» ACTIVITY: Work through the data below and copy out every line where "tile" is found.

» TASK DATA:
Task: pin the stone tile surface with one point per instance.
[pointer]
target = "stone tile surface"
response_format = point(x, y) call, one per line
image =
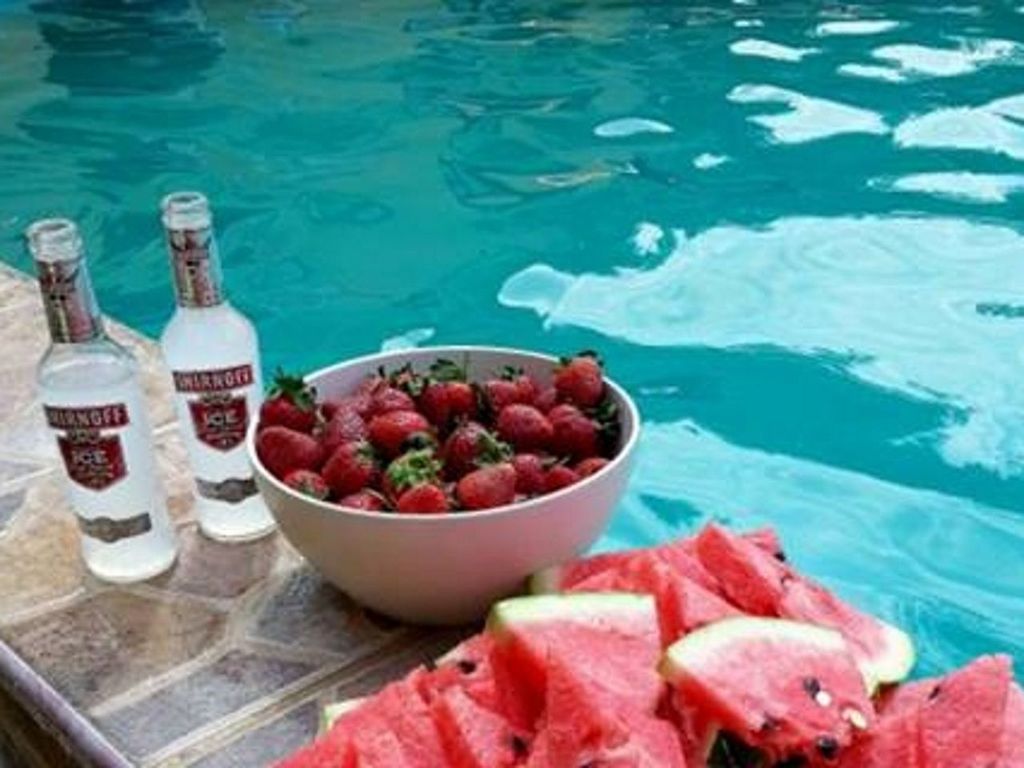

» OUTPUT OF THE EXERCISE:
Task: pin the stone tile surface with one point per instance.
target = "stone tile surface"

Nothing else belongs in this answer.